*WHAT NEEDS TO BE DONE*: Select all lines holding the word "road" from the entries that follow.
- Opening Delimiter -
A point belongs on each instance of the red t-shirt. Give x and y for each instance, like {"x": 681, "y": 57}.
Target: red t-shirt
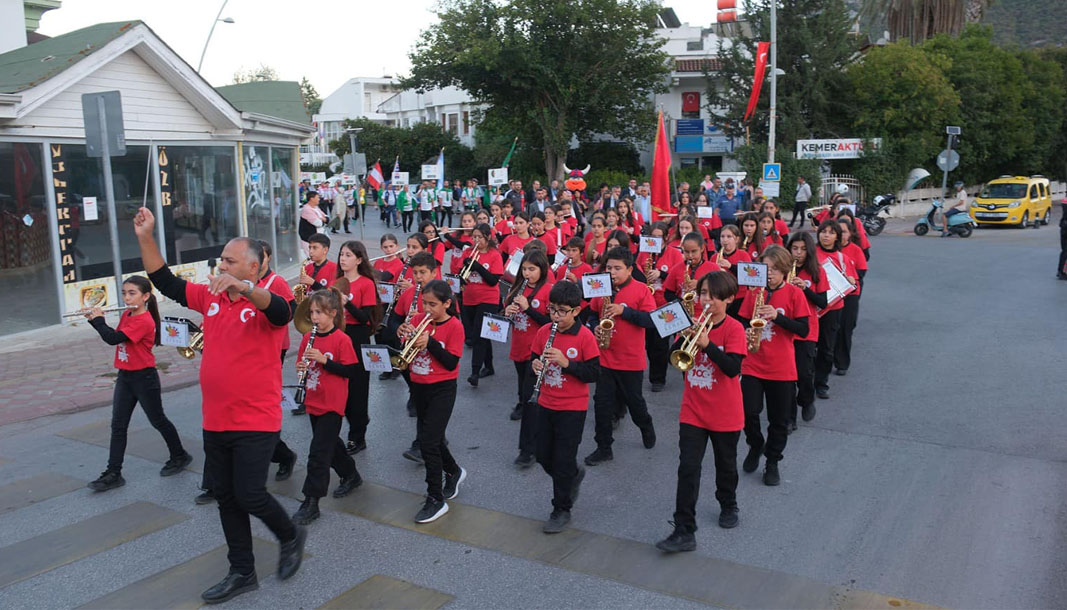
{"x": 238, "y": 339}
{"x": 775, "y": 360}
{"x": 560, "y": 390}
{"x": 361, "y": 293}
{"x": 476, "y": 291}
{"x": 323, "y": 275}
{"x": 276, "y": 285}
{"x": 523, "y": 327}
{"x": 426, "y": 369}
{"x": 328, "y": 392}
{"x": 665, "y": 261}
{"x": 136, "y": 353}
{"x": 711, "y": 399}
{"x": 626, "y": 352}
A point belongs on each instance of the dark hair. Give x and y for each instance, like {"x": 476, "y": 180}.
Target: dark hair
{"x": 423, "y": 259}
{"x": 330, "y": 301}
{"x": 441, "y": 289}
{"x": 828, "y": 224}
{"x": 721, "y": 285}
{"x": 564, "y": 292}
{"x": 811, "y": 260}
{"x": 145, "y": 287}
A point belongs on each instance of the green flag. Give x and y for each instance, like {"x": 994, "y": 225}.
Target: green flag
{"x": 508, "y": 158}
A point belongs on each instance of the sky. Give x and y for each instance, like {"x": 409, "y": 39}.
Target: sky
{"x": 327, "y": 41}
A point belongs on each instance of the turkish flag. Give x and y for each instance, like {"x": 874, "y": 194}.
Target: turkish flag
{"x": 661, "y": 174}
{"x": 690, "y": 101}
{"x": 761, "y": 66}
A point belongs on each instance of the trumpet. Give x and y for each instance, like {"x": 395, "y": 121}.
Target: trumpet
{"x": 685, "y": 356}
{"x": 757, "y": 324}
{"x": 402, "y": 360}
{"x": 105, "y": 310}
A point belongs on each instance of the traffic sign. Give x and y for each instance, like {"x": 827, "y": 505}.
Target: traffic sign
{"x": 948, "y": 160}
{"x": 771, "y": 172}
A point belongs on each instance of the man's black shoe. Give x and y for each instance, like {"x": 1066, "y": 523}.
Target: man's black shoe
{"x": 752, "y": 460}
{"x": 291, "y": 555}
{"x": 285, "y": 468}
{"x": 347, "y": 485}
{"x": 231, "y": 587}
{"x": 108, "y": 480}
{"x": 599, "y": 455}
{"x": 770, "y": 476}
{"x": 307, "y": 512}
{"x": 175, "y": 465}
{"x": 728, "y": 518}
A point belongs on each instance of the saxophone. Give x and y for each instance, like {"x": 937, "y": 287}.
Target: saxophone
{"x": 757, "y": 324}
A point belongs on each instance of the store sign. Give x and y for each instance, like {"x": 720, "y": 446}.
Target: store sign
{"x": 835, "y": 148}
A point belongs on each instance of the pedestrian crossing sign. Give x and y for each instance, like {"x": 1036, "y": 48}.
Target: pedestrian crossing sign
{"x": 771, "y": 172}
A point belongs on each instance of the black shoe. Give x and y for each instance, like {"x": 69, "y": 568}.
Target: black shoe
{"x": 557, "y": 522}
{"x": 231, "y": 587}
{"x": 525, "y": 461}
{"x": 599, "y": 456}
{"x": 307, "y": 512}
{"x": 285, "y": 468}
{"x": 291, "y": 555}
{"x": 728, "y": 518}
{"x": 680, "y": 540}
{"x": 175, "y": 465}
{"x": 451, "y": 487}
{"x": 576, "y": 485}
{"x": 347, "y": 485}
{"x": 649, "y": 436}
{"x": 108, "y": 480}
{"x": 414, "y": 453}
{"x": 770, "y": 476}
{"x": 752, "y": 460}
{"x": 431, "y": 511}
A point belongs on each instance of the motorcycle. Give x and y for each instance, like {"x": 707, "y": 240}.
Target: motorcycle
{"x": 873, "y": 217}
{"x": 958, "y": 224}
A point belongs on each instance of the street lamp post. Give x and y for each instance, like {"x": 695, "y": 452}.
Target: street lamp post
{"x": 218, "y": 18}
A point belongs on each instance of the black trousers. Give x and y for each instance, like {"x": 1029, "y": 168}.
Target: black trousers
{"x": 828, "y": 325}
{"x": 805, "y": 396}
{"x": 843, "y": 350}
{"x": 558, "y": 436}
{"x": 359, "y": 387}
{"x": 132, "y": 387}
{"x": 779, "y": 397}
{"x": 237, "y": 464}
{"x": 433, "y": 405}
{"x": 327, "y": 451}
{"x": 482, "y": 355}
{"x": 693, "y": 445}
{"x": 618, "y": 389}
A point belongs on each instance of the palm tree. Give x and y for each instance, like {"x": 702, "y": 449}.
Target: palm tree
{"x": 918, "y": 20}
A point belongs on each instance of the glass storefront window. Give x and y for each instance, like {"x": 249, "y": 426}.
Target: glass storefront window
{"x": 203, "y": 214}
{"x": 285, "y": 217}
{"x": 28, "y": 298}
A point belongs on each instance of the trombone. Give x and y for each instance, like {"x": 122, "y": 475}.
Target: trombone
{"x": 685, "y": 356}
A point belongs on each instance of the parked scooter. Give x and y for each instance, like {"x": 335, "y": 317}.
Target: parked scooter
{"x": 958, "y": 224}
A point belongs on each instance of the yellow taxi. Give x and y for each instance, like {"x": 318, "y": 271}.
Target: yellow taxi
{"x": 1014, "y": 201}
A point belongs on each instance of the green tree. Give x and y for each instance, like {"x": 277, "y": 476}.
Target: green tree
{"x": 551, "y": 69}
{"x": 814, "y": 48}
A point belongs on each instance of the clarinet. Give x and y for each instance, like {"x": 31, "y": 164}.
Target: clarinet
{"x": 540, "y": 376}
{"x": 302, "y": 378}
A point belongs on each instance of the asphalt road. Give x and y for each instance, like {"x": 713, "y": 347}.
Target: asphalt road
- Closing Delimiter -
*RESPONSE*:
A point belongs on each instance of the asphalt road. Give x and y for each instance, like {"x": 713, "y": 347}.
Target: asphalt road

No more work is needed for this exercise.